EXERCISE INSTRUCTIONS: Find the line that contains "Report one dot per instance of the jacket sleeve". Then set down that line and all the lines after it, to the end of the records, exactly and with nothing added.
---- DATASET CONTENT
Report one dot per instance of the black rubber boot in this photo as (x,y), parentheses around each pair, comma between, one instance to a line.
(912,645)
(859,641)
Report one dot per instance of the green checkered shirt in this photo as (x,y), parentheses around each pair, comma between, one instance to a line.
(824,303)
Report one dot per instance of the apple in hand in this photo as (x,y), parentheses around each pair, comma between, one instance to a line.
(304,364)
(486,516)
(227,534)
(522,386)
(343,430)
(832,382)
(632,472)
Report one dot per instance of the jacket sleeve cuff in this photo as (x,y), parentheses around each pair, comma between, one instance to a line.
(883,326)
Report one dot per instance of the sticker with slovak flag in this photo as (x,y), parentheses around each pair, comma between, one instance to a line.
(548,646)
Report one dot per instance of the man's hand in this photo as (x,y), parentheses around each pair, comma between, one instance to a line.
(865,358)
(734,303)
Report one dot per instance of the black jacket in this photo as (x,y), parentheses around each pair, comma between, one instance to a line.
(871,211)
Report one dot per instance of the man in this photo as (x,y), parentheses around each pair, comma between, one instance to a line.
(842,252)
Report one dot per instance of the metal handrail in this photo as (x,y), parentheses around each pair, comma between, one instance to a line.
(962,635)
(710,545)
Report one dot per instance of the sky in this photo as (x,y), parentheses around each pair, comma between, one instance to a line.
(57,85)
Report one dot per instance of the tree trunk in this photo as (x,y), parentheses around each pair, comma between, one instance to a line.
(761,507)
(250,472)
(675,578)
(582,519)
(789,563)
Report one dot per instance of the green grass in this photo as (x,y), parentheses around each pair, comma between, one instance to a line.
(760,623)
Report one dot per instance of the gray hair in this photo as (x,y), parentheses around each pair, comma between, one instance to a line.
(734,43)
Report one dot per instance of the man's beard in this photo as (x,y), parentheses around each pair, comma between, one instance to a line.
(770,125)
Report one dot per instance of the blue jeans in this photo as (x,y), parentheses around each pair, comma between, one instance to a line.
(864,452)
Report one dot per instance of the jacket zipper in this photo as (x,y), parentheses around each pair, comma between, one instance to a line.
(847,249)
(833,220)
--------
COMPLETE OUTPUT:
Report one dot per instance of the jacket sleeve cuff in this photo as (x,y), parentheses around each pair, comma between, one instance to a line.
(883,326)
Report one dot per instance of the sticker with slovak flag in this photo as (x,y), parentheses around each pair, comma between, one instance to a line.
(548,646)
Report one dot per instance of the man's hand in this photo as (x,y), parentheses around each pair, comma between, one instance to a line.
(865,358)
(734,303)
Report one dot per instance of the black jacket in this photo as (x,y), parentheses around each pair, comma between, one instance to a line.
(871,211)
Report one dot per instance of the man in this photo as (x,y), parentheses around each pair, comma between, one instance to a line.
(842,252)
Report one dot per instance of the metal handrail in this photo as (x,y), parentheses around each pair, comma between, one instance to a line.
(962,635)
(710,545)
Report one dot per instance of the sky in this photo as (x,y), parentheses around each pair, comma between, one instance to a line.
(57,85)
Report one dot per instance of the tree trunk in this photo as (x,y), parentheses around each pair, comma between, one instance to a line.
(761,507)
(250,472)
(675,578)
(582,519)
(789,563)
Report one dot per instance of the green grass in this photo as (x,y), parentheses around each pair, comma between, one instance to a line.
(760,623)
Report one dot per instance of the gray hair in this photo as (x,y), parentheses around each pair, comma between, one instance to a line.
(734,43)
Report one dot per instance of the man's beard in this photo as (x,y), parentheses around each pair, comma between, one instance to a line.
(770,125)
Report one dot per instance of the blue jeans in this photo as (x,y), parentheses around each pair, comma between, one instance to a line.
(864,452)
Report one dot per instance of the jacket zipper in this photo as (x,y), parentheses around each pair, comma between, one instance to a line.
(847,249)
(833,220)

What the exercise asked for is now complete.